▶ _Schriftliche Aufgabe 1_
Formatiere alle Zeilen der Einträge weiter unten als JSON-Liste von Zeichenketten, je eine pro Zeile und ohne Leerzeilen. Die Bilder lässt du dabei weg.
#####
Wenn in diesen Wintermonaten die Sonne früh untergeht, dann beginnt der Tag für die Sportlerin Miriam Glassner. Dann packt die 31-Jährige in ihrem Büro in London die Arbeitssachen zusammen und verwandelt sich in Windeseile von der Schreibtischtäterin in die Sprinterin und Hürdenläuferin.
Jeden Abend trainiert die Konstanzerin in ihrer Wahlheimat nach dem Geldverdienen, dazu kommt eine Einheit am Samstagmorgen. Dank ihres Durchhaltevermögens ist Glassner im fortgeschrittenen Leichtathleten-Alter so schnell wie nie zuvor unterwegs. Dabei war sie vor einiger Zeit drauf und dran, ganz hinzuschmeißen.
Rückblick. 2010 hat Glassner ihr Abitur an der Geschwister-Scholl-Schule gemacht, als sie plötzlich vor einer der größten Hürden ihres Lebens steht. Seit sie mit neun Jahren beim PTSV Konstanz begonnen hat, ist die Leichtathletik ihre große Leidenschaft. Sie schafft es in den F-Kader der jüngsten Talente der Disziplinen Sprint und Sprung, dann in den D-Kader Hürden.
Regelmäßig startet sie bei Deutschen Nachwuchsmeisterschaften. Die Hürden waren von Anfang an ihre beste Disziplin. Seit 2003 hält sie den Badischen Rekord über 60m Hürden der Zwölfjährigen.

Der Hürdensprint ist eine Disziplin, in der es viel Feingefühl braucht, um im richtigen Rhythmus die 84 Zentimeter hohen Hindernisse zu überwinden. Im Sommer 2010 steht Miriam Glassner jedoch vor einer Barriere, die sich einfach nicht überwinden lassen will. „Ich hatte eine Blockade im Kopf und konnte die erste Hürde nicht mehr nehmen“, erinnert sich die 31-Jährige. Kaum fällt der Startschuss, bleibt sie wieder stehen.
Erst bei einem regionalen Wettkampf, dann ging es wieder gut bei den Schweizer Meisterschaften, passierte dann aber bei der Deutschen Jugendmeisterschaft wieder. Auch im Training klappt es nicht mehr. „Es gab keinen Unfall oder besonderen Grund“, sagt Glassner über das plötzliche Auftreten dieses Problems, für das sie lange Zeit keine Lösung findet.
#####
▶ _Schriftliche Aufgabe 2_
Zitiere aus dem Artikel über Miriam Glassner die Passage, die mit „Wenn in diesen“ beginnt und mit „dran, ganz hinzuschmeißen.“ endet.
#####
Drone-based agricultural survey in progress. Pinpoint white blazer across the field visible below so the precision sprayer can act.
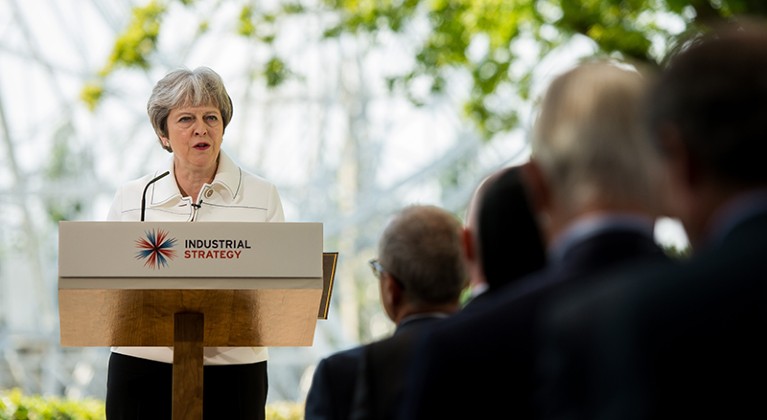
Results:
[107,151,285,365]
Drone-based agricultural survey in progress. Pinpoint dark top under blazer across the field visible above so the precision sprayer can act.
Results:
[399,229,667,419]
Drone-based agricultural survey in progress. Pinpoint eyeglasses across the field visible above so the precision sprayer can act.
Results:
[368,258,384,280]
[368,258,405,290]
#####
▶ _Lösung der Aufgabe 1_
[
  "Drone-based agricultural survey in progress. Pinpoint white blazer across the field visible below so the precision sprayer can act.",
  "Results:",
  "[107,151,285,365]",
  "Drone-based agricultural survey in progress. Pinpoint dark top under blazer across the field visible above so the precision sprayer can act.",
  "Results:",
  "[399,229,667,419]",
  "Drone-based agricultural survey in progress. Pinpoint eyeglasses across the field visible above so the precision sprayer can act.",
  "Results:",
  "[368,258,384,280]",
  "[368,258,405,290]"
]

▶ _Lösung der Aufgabe 2_
Wenn in diesen Wintermonaten die Sonne früh untergeht, dann beginnt der Tag für die Sportlerin Miriam Glassner. Dann packt die 31-Jährige in ihrem Büro in London die Arbeitssachen zusammen und verwandelt sich in Windeseile von der Schreibtischtäterin in die Sprinterin und Hürdenläuferin.
Jeden Abend trainiert die Konstanzerin in ihrer Wahlheimat nach dem Geldverdienen, dazu kommt eine Einheit am Samstagmorgen. Dank ihres Durchhaltevermögens ist Glassner im fortgeschrittenen Leichtathleten-Alter so schnell wie nie zuvor unterwegs. Dabei war sie vor einiger Zeit drauf und dran, ganz hinzuschmeißen.